#### GIVEN REQUEST 1
Print the following lines of the entries verbatim, starting at the line that contains "Autonomous forklift vision pipeline — detect the bus destination" and ending at the line that contains "967,197,1166,360", including both.

#### SOURCE TEXT
Wednesday, October 11, 2017

MLM and Affirming a Disjunct Fallacy

Today's blog post is about a fallacy, which is very similar to the "Us vs. Them" mentality, called affirming a disjunct. The fallacy is predicated on the idea that there are two options to determine an outcome and as long as one of the options is true, then the other option must be false. The idea that an outcome can be determined by only two options, and that those options can't both be true or false, makes this logic inherently flawed for any complex situation. It would be similar to approaching every decision in life as a true or false examination.

Description: Making the false assumption that when presented with an either/or possibility, that if one of the options is true that the other one must be false.  This is when the “or” is not explicitly defined as being exclusive.

Here is a basic example of this fallacy:

Is it going to be sunny or rainy today? It rained between 7-9 am. Therefore it must not be sunny today.

This example illustrates the inability to determine the answer based on the two options given. The day could be rainy in the morning and sunny in the afternoon, or if you are in Hawaii, it could be sunny while it rains. These two options cannot clearly and concisely determine the outcome. While the example listed above is very basic, there are many complex situations in which we use this fallacy regularly to determine an outcome, and often it goes unnoticed, or worse, creates anger and violence.

A more prominent example would be, is abortion right or wrong?

The idea that abortion could be labeled as "right" or "wrong" is inherently flawed because the question involves subjectivity, where as "right" and "wrong" would involve objectivity. People commonly make this mistake when trying to define a moral argument, and often have difficulty accepting the outside influences which determine the answer. Abortion can be both "right" and "wrong", and usually is determined by a long list of variables such as, a person's religious beliefs, a particular society's beliefs, or a person's moral beliefs. This is why topics, such as abortion, are continuously discussed, and often mishandled, because people want to arbitrarily label them as "right" or "wrong" and pretend they aren't complex.

MLMs utilize this fallacy for their self-gain as well. They create false dichotomies to evoke an emotional, non-critical response, in their targets. These false dichotomies are designed to lead a prospective MLMer in a desired direction, and are also designed to shut down their cognitive faculties.

An example of MLMs using this fallacy is: There are only two ways to get through life, "Work a 9-5 J-O-B", or be an "entrepreneur" (this isn't really entrepreneurial) and join "MLM".

#### GIVEN REQUEST 2
Rewrite the passage of the post on affirming a disjunct starting at "The idea that abortion" and ending at "they aren't complex.", putting "factors" in place of "variables".

#### MATERIAL
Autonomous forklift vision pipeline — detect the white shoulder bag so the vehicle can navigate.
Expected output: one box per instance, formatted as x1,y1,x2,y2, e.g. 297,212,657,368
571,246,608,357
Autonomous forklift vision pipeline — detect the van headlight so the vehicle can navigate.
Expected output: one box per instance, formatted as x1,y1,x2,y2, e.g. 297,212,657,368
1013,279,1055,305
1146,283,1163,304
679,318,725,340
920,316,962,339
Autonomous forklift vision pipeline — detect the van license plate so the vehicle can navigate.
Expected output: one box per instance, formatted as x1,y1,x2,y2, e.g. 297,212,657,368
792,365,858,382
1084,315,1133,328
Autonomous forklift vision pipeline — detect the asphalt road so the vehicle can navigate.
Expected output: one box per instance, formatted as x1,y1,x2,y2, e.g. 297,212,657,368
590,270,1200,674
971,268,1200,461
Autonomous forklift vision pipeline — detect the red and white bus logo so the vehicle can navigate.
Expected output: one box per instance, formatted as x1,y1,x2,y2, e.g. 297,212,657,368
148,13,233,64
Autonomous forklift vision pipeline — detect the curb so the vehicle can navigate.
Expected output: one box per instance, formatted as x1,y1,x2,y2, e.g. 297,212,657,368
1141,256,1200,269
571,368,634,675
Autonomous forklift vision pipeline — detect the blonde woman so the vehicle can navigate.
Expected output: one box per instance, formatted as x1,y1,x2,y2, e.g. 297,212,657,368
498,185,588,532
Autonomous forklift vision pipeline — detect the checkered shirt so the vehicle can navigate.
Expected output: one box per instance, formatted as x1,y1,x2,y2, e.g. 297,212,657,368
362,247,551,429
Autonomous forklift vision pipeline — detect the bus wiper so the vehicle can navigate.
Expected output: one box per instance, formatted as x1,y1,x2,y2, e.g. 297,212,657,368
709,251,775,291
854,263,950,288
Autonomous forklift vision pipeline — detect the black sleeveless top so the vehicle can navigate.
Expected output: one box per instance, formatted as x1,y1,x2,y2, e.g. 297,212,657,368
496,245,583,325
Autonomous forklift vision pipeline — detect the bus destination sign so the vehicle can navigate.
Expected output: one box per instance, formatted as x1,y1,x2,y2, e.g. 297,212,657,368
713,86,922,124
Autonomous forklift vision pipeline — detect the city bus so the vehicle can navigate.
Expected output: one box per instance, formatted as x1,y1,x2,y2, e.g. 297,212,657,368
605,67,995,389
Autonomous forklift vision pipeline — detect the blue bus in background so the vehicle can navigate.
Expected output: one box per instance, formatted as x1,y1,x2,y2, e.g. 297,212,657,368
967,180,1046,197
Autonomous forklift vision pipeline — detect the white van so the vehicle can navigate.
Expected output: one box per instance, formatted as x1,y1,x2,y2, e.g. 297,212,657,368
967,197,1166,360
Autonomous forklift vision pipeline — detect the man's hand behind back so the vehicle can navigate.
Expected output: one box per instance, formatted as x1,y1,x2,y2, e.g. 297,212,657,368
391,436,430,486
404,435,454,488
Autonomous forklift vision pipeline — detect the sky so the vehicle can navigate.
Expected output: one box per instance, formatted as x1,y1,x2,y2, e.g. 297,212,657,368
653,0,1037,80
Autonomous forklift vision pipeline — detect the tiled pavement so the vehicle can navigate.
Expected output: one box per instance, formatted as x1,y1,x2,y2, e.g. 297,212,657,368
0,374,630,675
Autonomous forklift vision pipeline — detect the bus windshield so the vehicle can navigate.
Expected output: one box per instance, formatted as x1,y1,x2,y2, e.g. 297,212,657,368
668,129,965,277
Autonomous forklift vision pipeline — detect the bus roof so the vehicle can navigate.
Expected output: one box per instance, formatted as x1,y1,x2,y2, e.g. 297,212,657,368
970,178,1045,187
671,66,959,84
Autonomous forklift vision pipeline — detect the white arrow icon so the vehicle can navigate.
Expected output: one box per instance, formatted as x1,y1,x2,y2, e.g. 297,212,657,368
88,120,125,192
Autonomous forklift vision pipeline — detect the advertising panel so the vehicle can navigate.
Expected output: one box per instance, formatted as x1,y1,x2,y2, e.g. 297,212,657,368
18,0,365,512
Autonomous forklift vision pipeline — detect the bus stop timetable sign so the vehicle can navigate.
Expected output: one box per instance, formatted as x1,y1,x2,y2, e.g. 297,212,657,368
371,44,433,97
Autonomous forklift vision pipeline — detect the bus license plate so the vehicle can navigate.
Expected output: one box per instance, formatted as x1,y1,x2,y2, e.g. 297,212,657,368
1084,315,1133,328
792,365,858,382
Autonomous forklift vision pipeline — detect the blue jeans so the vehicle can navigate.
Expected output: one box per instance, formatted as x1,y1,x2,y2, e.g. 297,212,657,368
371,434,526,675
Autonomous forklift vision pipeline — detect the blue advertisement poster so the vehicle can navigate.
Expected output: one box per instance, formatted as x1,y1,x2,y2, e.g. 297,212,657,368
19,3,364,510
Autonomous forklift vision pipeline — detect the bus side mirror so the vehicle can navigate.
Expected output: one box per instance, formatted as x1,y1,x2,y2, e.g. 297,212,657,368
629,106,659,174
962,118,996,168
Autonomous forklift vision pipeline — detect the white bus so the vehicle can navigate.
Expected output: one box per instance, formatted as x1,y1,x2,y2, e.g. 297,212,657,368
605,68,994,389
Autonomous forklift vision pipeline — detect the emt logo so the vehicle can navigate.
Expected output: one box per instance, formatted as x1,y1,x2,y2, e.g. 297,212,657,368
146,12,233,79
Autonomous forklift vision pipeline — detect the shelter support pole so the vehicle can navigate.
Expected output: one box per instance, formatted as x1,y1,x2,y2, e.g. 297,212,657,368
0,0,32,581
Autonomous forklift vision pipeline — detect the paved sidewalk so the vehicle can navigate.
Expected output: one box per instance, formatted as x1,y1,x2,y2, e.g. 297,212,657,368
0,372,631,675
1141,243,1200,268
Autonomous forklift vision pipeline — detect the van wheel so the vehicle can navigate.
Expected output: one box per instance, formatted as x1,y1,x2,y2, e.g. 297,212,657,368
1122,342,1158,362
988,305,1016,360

#### EXPECTED ANSWER 1
Autonomous forklift vision pipeline — detect the bus destination sign so the vehicle can navigate.
Expected output: one box per instance, formatted as x1,y1,x2,y2, e.g. 297,212,657,368
713,86,922,124
Autonomous forklift vision pipeline — detect the city bus so the vehicle can navigate.
Expected output: one box per instance, formatted as x1,y1,x2,y2, e.g. 297,212,657,368
605,67,995,389
Autonomous forklift vision pipeline — detect the blue bus in background so the vehicle can navigate.
Expected output: one box per instance, formatted as x1,y1,x2,y2, e.g. 297,212,657,368
967,180,1046,197
Autonomous forklift vision pipeline — detect the white van so the vehicle can navigate.
Expected output: one box per instance, formatted as x1,y1,x2,y2, e.g. 297,212,657,368
967,197,1166,360

#### EXPECTED ANSWER 2
The idea that abortion could be labeled as "right" or "wrong" is inherently flawed because the question involves subjectivity, where as "right" and "wrong" would involve objectivity. People commonly make this mistake when trying to define a moral argument, and often have difficulty accepting the outside influences which determine the answer. Abortion can be both "right" and "wrong", and usually is determined by a long list of factors such as, a person's religious beliefs, a particular society's beliefs, or a person's moral beliefs. This is why topics, such as abortion, are continuously discussed, and often mishandled, because people want to arbitrarily label them as "right" or "wrong" and pretend they aren't complex.